Start of DOCUMENT TEXT

# Metal fencing panels



## ACinATX (Sep 12, 2018)

Can I get some opinions on using those metal fencing panels? I know people use them to make round pens and also to fence off small paddocks. Are they not cost-efficient for larger projects? I believe they don't need holes put in the ground, right? Are they fairly easy to install, if one had two adults of normal size and strength, or do they require like two strong men?


----------



## COWCHICK77 (Jun 21, 2010)

In my opinion it depends on what you're fencing in or out, how permanent you intend it to be and how big.
You can buy panels in varying degrees of length, height, number of rails, gauge of pipe used to build them(which determines weight and strength).

The arena at my old house was big heavy 16' panels with railroad tie posts to keep them up right and strong enough to hold cattle and horses. 
Even using panels in temporary situations I use t-posts to hold them in place. (Using smooth wire to wire the panels at the panel joint to the post)

End of DOCUMENT TEXT
Start of SUPPLIED DATA

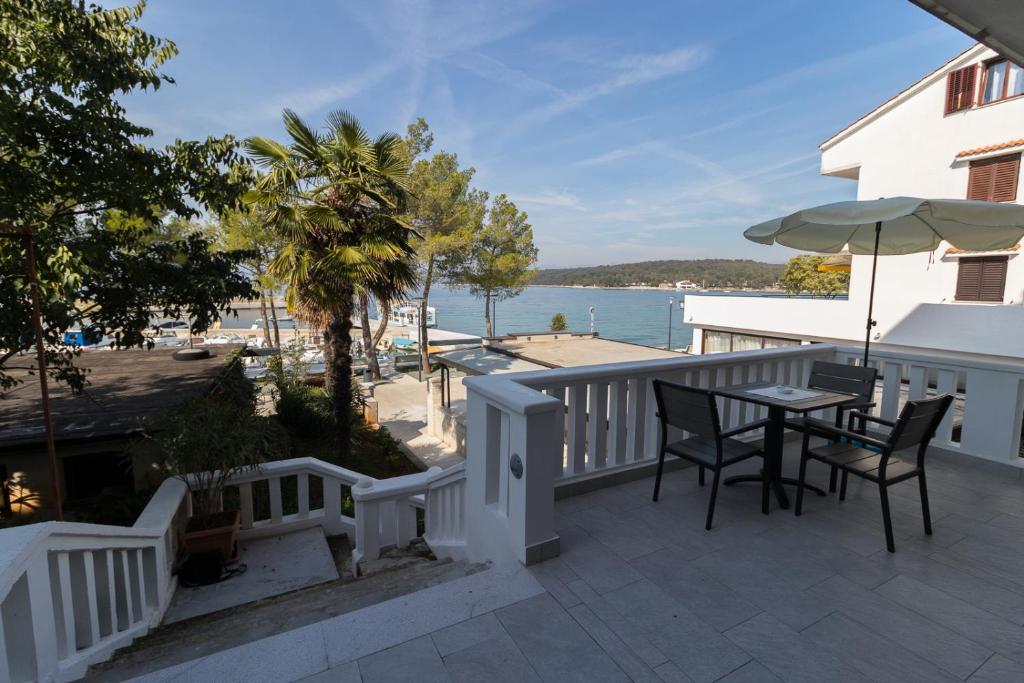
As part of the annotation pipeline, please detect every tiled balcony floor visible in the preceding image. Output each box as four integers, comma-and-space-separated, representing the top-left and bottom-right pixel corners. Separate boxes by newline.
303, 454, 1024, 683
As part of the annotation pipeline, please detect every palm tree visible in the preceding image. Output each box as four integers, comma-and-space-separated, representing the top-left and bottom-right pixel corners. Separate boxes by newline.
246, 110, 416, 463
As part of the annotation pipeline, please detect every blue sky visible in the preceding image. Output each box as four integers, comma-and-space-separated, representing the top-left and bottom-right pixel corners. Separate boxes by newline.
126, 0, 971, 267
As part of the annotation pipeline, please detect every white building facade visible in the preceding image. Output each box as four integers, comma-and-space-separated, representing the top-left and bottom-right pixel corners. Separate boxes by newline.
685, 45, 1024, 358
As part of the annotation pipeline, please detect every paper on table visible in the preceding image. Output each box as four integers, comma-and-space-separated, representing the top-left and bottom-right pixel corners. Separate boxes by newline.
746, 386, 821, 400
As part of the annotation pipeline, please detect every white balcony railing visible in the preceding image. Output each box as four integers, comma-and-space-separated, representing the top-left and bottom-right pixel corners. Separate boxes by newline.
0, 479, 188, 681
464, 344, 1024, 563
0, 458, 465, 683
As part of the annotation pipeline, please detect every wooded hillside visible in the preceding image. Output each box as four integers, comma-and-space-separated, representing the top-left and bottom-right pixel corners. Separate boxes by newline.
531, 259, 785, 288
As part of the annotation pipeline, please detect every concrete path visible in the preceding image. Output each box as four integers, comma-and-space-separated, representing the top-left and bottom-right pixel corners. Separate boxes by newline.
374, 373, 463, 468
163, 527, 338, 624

End of SUPPLIED DATA

DIRECTIVES ->
A: Shift every box coordinate in the listing by adding -48 to it, covering the lines between the one holding "every white balcony" and the one holding "531, 259, 785, 288", inclusive. Write out only those lines again, requests included.
B: Carry the metal fencing panel thread on from where it stops.
The fencing panel thread and the listing come from different sources.

ANSWERS BY TASK ->
A:
As part of the annotation pipeline, please detect every white balcony railing visible in the preceding image. Output each box as four integers, comma-and-space-separated, representing the top-left and bottom-right pixel corners. Separate boxes by newline.
-48, 431, 140, 633
416, 296, 976, 515
-48, 410, 417, 635
As part of the annotation pipeline, please detect every wooded hillside visible in the preceding image. Output each box as four integers, comma-and-space-separated, representing the top-left and bottom-right pixel corners. Separate boxes by newline.
483, 211, 737, 240

B:
And especially if you plan to use them as a straight fence line you'll need something to hold them up. You can zig zag them or use a panel perpendicular every few panels to hold them up but then you're wasting available footage from your panels. But still an option if the ground doesn't allow you to pound a post in or dig a post hole and you have the panels to spare. 
Horses and cattle like to rub on them and they do move, keep that in mind.


----------



## ACinATX (Sep 12, 2018)

I am still trying to figure out the setup of my new barn. The barn already exists, and it's a good barn overall, but it needs some modifications, and I was thinking it would be nice to have the ability to create a run off one of the stalls in case anyone ever needed to be on stall rest. I am not sure if I would want the runs to be permanent or not. I guess even if they were permanent, or semi-permanent, this would probably be a decent solution. I could attach the panels to the barn, use the connectors at the corners, and then attach the other point to the barn. But unlike permanent (wooden) fencing, I could take it down and set it up somewhere else if I wanted. At least that's what I'm thinking.


----------



## horselovinguy (Oct 1, 2013)

A very expensive way to fence a area in....














.. this is 5' high and 12' long at a cost of $89.99 for the economy one at Tractor Supply









...this is livestock panels 50" high and 16' long at a cost of $39.99 each. These are the cheapest panels to purchase, horse is $54.99 for that rectangular design of 48" high and 16' long..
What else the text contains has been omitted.